**A TAREFA**
Pode transcrever o trecho do acórdão que vai de "Proc. nº 716/10.3BEBRG" até "de Seguros, S.A..", renomeando "Município de Barcelos" para "Município de Esposende"?

**TRECHO APRESENTADO**
· · · · · · ·
Acórdão nº 00716/10.3BEBRG de Tribunal Central Administrativo Norte, 15 de Dezembro de 2017

Magistrado ResponsávelLuís Migueis Garcia
Data da Resolução15 de Dezembro de 2017
EmissorTribunal Central Administrativo Norte

Proc. nº 716/10.3BEBRG Ageas Portugal, Companhia de Seguros, S.A.

, id. nos autos, interpõe recurso jurisdicional de decisão do TAF de Braga, que julgou improcedente acção administrativa comum ordinária por si intentada contra o Município de Barcelos, sendo interveniente principal Fidelidade – Companhia de Seguros, S.A..

*A recorrente remata o seu recurso com as seguintes conclusões: 1 – A recorrente não concorda com a douta decisão proferida pelo Tribunal a quo que absolveu a ré do pedido deduzido nos presentes autos.

2 – Salvo o devido respeito entende-se que, em face da factualidade provada, estão verificados todos os pressupostos para se concluir que o caminho/via onde ocorreu o acidente de trabalho /viação é do domínio público, incumbindo, por conseguinte, ao Réu Município de Barcelos os deveres de vigilância, fiscalização, reparação e conservação da via, bem como a sinalização dos locais de perigo.
· · · · · · ·
**Excertos de dados de apontamento**
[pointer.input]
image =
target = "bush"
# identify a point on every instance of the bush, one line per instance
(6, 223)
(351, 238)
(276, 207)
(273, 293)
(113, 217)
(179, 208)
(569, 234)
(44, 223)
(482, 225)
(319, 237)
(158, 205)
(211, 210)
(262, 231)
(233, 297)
· · · · · · ·
**SOLUÇÃO PROPOSTA**
Proc. nº 716/10.3BEBRG Ageas Portugal, Companhia de Seguros, S.A.

, id. nos autos, interpõe recurso jurisdicional de decisão do TAF de Braga, que julgou improcedente acção administrativa comum ordinária por si intentada contra o Município de Esposende, sendo interveniente principal Fidelidade – Companhia de Seguros, S.A..